### Consegna
Riproduci tali e quali tutti i record qui sotto, omettendo le immagini.

----------

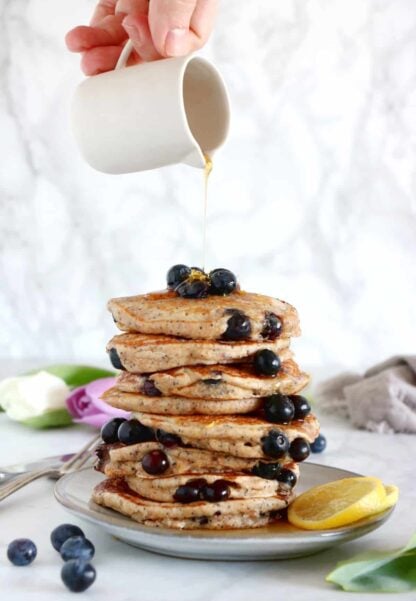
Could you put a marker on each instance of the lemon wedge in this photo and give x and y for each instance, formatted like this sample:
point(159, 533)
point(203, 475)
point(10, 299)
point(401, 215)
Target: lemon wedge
point(340, 503)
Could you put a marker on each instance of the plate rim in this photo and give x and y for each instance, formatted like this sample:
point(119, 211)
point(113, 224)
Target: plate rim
point(93, 515)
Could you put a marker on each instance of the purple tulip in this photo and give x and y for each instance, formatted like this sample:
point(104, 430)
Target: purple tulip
point(86, 406)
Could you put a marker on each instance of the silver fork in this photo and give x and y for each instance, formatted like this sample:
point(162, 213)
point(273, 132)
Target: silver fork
point(73, 464)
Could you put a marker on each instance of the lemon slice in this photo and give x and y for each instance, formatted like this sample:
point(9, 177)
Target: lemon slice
point(340, 503)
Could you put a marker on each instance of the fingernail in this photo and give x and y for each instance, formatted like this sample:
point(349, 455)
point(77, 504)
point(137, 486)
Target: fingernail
point(175, 44)
point(132, 31)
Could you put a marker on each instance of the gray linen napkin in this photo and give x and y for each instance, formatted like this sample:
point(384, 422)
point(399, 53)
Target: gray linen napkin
point(381, 400)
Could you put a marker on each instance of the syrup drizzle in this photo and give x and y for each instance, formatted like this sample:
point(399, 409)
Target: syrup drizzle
point(207, 171)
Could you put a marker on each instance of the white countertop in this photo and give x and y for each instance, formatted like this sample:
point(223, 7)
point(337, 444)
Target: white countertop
point(128, 574)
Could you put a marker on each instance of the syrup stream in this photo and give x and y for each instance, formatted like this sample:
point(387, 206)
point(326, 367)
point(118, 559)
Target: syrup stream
point(207, 171)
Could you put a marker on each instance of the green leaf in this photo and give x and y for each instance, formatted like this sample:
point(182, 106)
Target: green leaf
point(377, 571)
point(55, 418)
point(76, 375)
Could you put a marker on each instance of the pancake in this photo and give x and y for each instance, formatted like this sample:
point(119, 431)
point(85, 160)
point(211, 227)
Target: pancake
point(177, 405)
point(117, 461)
point(241, 486)
point(235, 513)
point(167, 313)
point(224, 382)
point(144, 353)
point(240, 436)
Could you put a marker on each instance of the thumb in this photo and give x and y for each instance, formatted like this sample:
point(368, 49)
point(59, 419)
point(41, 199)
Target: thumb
point(170, 25)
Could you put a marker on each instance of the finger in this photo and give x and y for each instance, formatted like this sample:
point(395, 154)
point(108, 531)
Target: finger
point(82, 38)
point(137, 27)
point(100, 59)
point(169, 22)
point(132, 7)
point(104, 9)
point(203, 19)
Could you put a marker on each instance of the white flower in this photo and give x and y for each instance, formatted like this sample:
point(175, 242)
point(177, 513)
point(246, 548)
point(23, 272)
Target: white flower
point(24, 397)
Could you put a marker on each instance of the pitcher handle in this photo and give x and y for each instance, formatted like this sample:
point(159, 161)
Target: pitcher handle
point(124, 56)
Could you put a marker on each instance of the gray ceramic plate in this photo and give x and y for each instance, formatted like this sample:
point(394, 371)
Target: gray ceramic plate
point(274, 542)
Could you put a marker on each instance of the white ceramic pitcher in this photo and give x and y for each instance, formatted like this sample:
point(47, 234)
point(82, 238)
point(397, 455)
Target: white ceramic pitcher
point(145, 116)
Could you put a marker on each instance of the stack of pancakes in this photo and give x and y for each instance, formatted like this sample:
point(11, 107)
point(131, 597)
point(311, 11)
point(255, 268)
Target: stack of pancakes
point(202, 460)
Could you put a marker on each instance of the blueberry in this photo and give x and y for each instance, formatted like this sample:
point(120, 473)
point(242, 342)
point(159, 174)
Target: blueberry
point(278, 409)
point(287, 477)
point(21, 551)
point(272, 327)
point(132, 432)
point(266, 362)
point(188, 493)
point(275, 444)
point(302, 407)
point(176, 275)
point(77, 547)
point(192, 288)
point(319, 444)
point(110, 429)
point(155, 462)
point(216, 492)
point(299, 449)
point(223, 282)
point(61, 533)
point(115, 359)
point(77, 575)
point(268, 471)
point(149, 388)
point(238, 326)
point(167, 439)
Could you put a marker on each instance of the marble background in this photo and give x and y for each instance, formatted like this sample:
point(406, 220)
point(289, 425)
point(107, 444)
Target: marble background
point(312, 199)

----------

### Esito del compito
Could you put a marker on each instance of the lemon wedge in this photo and give x and y for each instance, formatted like this sample:
point(159, 533)
point(203, 475)
point(10, 299)
point(401, 215)
Target: lemon wedge
point(340, 503)
Could you put a marker on each instance of the plate rim in this photo and give x and y for each instance, formatted like this sample:
point(119, 211)
point(113, 224)
Target: plate rim
point(93, 515)
Could you put a marker on each instance of the purple tulip in this photo and give x and y for each instance, formatted like this sample:
point(104, 430)
Target: purple tulip
point(86, 406)
Could you put a marker on each instance of the silver fork in this photo and give x and y for each instance, formatted like this sample:
point(162, 213)
point(273, 132)
Target: silver fork
point(73, 464)
Could you put a marker on each instance of the lemon slice in this photo and give x and y for each instance, formatted like this sample:
point(9, 177)
Target: lemon slice
point(340, 503)
Could you put a marker on each instance of the fingernail in this photo and give x and y for each instance, formatted like this sample:
point(349, 455)
point(77, 504)
point(137, 486)
Target: fingernail
point(175, 44)
point(132, 31)
Could you put a marker on each instance of the gray linen napkin in this photo and give x and y for each instance, formatted like this sample:
point(384, 422)
point(399, 53)
Target: gray linen napkin
point(381, 400)
Could you put a marker on each instance of the syrup drizzle in this photo and give x and y for each instance, formatted like this sample:
point(399, 409)
Target: syrup drizzle
point(207, 171)
Could you put a marker on each instance of the white countertop in this photo and give x and y for each instance, formatted like this sample:
point(223, 7)
point(337, 444)
Target: white countertop
point(128, 574)
Could you put a marker on each instance of the syrup stream in this photo and give x and y for each instance, formatted like this sample:
point(387, 206)
point(326, 367)
point(118, 559)
Target: syrup stream
point(207, 171)
Could you put a marker on each instance of the green leaf in this photo and give x and y for each instance, formatted like this sample:
point(182, 106)
Target: green leaf
point(377, 571)
point(55, 418)
point(76, 375)
Could you put a marker on each instance of the pancake in this photo and give x and y for each instance, formatted like this sample:
point(119, 431)
point(85, 160)
point(211, 227)
Target: pancake
point(177, 405)
point(117, 461)
point(241, 486)
point(235, 513)
point(167, 313)
point(224, 382)
point(144, 353)
point(240, 436)
Could you put a marker on each instance of the thumb in this photo and give x and y for each instance, formatted like this sample:
point(368, 49)
point(59, 419)
point(41, 199)
Target: thumb
point(170, 25)
Could you put a marker on each instance of the finger in this photo and give x and y for each instance, formatted like this sample:
point(395, 154)
point(108, 531)
Target: finger
point(82, 38)
point(137, 27)
point(100, 59)
point(169, 22)
point(132, 7)
point(104, 9)
point(203, 19)
Could you put a marker on each instance of the white flower in this photo and give x and y for each instance, formatted like this sample:
point(175, 242)
point(177, 513)
point(246, 548)
point(23, 272)
Target: white flower
point(24, 397)
Could you put a marker on each instance of the pitcher handle in this photo and give x and y for each instance, formatted like this sample:
point(159, 161)
Target: pitcher handle
point(124, 56)
Could you put a marker on each instance of the gray ceramic plate in this photo and give x and y for each instance, formatted like this sample:
point(394, 371)
Target: gray ceramic plate
point(274, 542)
Could you put a marker on each instance of the white ceramic pitcher in this photo and give x and y for each instance, formatted like this sample:
point(47, 234)
point(82, 238)
point(397, 455)
Target: white ceramic pitcher
point(145, 116)
Could you put a marker on each instance of the stack of pancakes in this photo and give x and y for each instance, formatted like this sample:
point(11, 107)
point(131, 597)
point(311, 11)
point(255, 268)
Target: stack of pancakes
point(202, 460)
Could you put a marker on each instance of the blueberry in this photo and give x and y for each instance, formatted like this sample:
point(120, 473)
point(242, 342)
point(159, 174)
Target: blueberry
point(278, 409)
point(287, 477)
point(21, 551)
point(272, 327)
point(132, 432)
point(266, 362)
point(188, 493)
point(275, 444)
point(302, 407)
point(176, 275)
point(77, 547)
point(192, 288)
point(319, 444)
point(110, 429)
point(155, 462)
point(216, 492)
point(299, 449)
point(223, 282)
point(61, 533)
point(115, 359)
point(77, 575)
point(268, 471)
point(149, 388)
point(238, 326)
point(167, 439)
Could you put a marker on each instance of the marble background in this photo and give x and y for each instance, formatted like this sample:
point(406, 220)
point(289, 425)
point(107, 444)
Target: marble background
point(312, 199)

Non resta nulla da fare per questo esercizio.